● **给定文章**:
• • • • • • •
2006-08-23 来源:中华读书报 作者:谷羽 我有话说

谷羽,南开大学外语学院西语系教授,有译著《俄罗斯名诗300首》、《普希金爱情诗全编》、《伽姆扎托夫诗选》、《克雷洛夫寓言九卷集》等。

 

 时间过得真快,转眼之间白了少年头,六十有六,早已退休。

回想上高中的岁月,刚开始学俄语,舌尖颤音“р”怎么也发不出来,光练“打嘟噜”练了一个多月,心里想:这门难学的俄语实在折磨人!那时侯,我最喜欢语文、诗歌,特别是古典诗词,也暗自练习写诗。考大学的时候,报的是中文系古典文学专业。真没有料到,中文系没有录取,偏把我分到了外文系俄语专业。那个年月不允许转系,只好硬着头皮啃外语,舌头不利索,还得打嘟噜,大概这就是所谓的命运。

人和专业的关系有点儿像婚姻。专业理想,那是经过恋爱然后结婚。专业不理想还得学,犹如包办婚姻,没有感情,也得一块儿过日子。包办婚姻又可分为几种类型,一种日子平淡,相互冷淡,将就凑合;一种难以容忍,只好分手;还有一种情况,像李双双的丈夫喜旺说的:“先结婚,后恋爱。”逐渐培养感情。我跟俄语的关系大概就属于这种情况。

感谢大学的俄语老师,他们很多人都曾留学苏联,没出国的,也多是研究生毕业,不仅语音语调地道,学养丰厚,根基扎实,而且对学生关心爱护,谆谆善诱,不断鼓励,因而使我们这些学生对俄语、对俄罗斯文学与文化,逐渐提高了认识,培养了兴趣。

大学毕业后留校当了老师,先后教过俄语基础课、俄罗斯文学史、俄罗斯诗歌选读等课程,在老教师的帮助和扶持下,逐渐熟悉业务,业余时间也开始尝试翻译文学作品。后来有机会到俄罗斯进修一年。这一年对我来说格外珍贵。置身俄语环境当中,听力和会话能力有所长进,更为难得的是,亲眼目睹了俄罗斯人的生活习俗,进一步了解了俄罗斯的风土人情,对于理解俄罗斯文学与文化大有裨益。

我发现俄罗斯人对他们的文化传统高度重视,极为珍惜。在圣彼得堡(当时还叫列宁格勒),在莫斯科,有很多博物馆、展览馆、纪念馆、名人故居,有很多文学家、艺术家的纪念碑、雕像,街道上随处可见白色大理石制作的纪念牌,上面写着某位诗人、作家、画家或音乐家何年何月在此出生或在此居住。很多人带着孩子参观博物馆、纪念馆。纪念碑前经常摆放着一束束石竹花。
• • • • • • •
● **所示数据**:

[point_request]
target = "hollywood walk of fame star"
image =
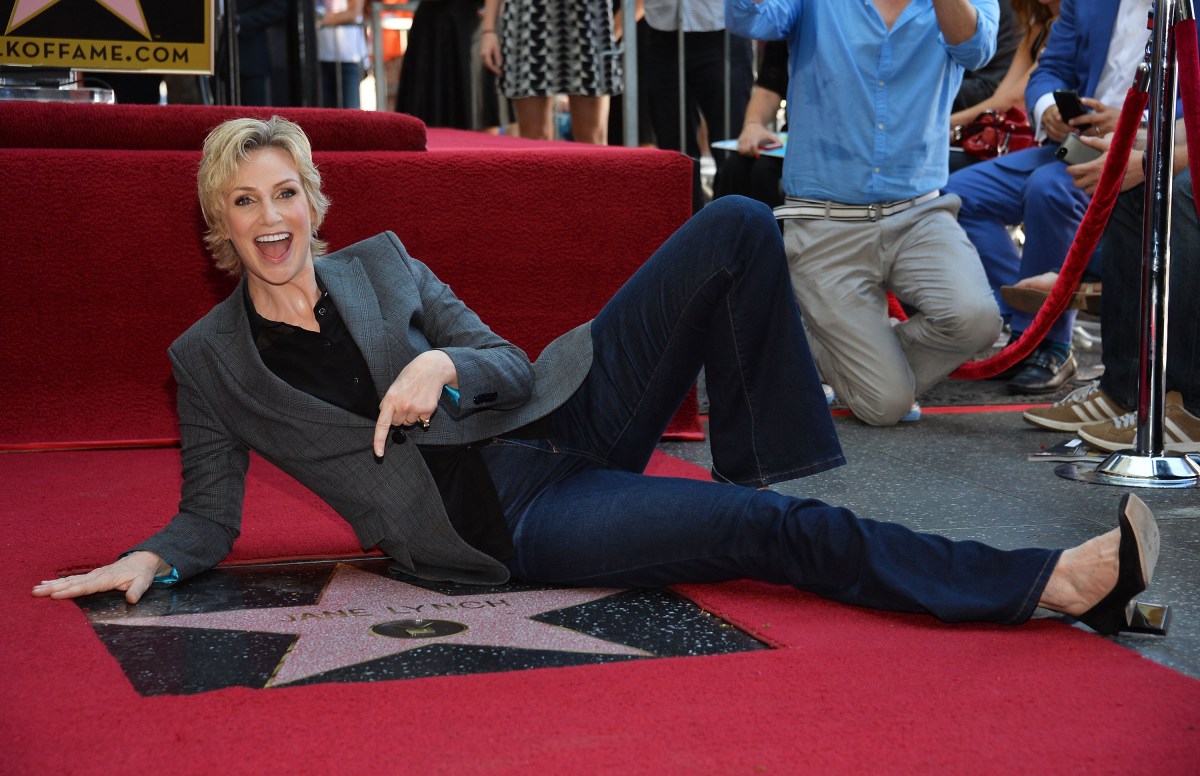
• • • • • • •
● **工作说明**:
1. 从这篇回忆学俄语的短文中返回一段原文：从“人和专业的关系有点儿像婚姻。”起，到“逐渐提高了认识,培养了兴趣。”为止，两端包括在内。
2. 在这篇回忆学俄语的短文里，“我”考大学时报的是什么专业？
3. 请接着这篇回忆学俄语的短文的最后一句往下续写。

● **各题答案**:
1.
人和专业的关系有点儿像婚姻。专业理想,那是经过恋爱然后结婚。专业不理想还得学,犹如包办婚姻,没有感情,也得一块儿过日子。包办婚姻又可分为几种类型,一种日子平淡,相互冷淡,将就凑合;一种难以容忍,只好分手;还有一种情况,像李双双的丈夫喜旺说的:“先结婚,后恋爱。”逐渐培养感情。我跟俄语的关系大概就属于这种情况。

感谢大学的俄语老师,他们很多人都曾留学苏联,没出国的,也多是研究生毕业,不仅语音语调地道,学养丰厚,根基扎实,而且对学生关心爱护,谆谆善诱,不断鼓励,因而使我们这些学生对俄语、对俄罗斯文学与文化,逐渐提高了认识,培养了兴趣。

2. 中文系古典文学专业。

3.
我翻译过克雷洛夫寓言,在彼得堡夏园瞻仰了这位智慧长者的雕像,雕像基座上许多动物浮雕栩栩如生。我翻译过普希金抒情诗,有机会参观彼得堡市郊的皇村中学,自称“苦行僧”的诗人曾在这里的斗室凝神构思,创作诗篇,旁边的夏宫园林有他流连漫步留下的足迹。我去过普斯科夫省米哈伊洛夫斯克,诗人流放北方,曾在那里困居三年。我去过小黑河,那是诗人当年决斗的地方,四周的一草一木都诉说着悲凉。记得1989年6月6日我去莫依卡运河街拜谒诗人故居,那一天正是普希金的诞辰纪念日,庭院里诗人纪念碑四周堆满了鲜花,点燃了数不清的蜡烛,一位满头银发的老太太高声朗诵普希金的诗歌。此情此景,至今如在目前。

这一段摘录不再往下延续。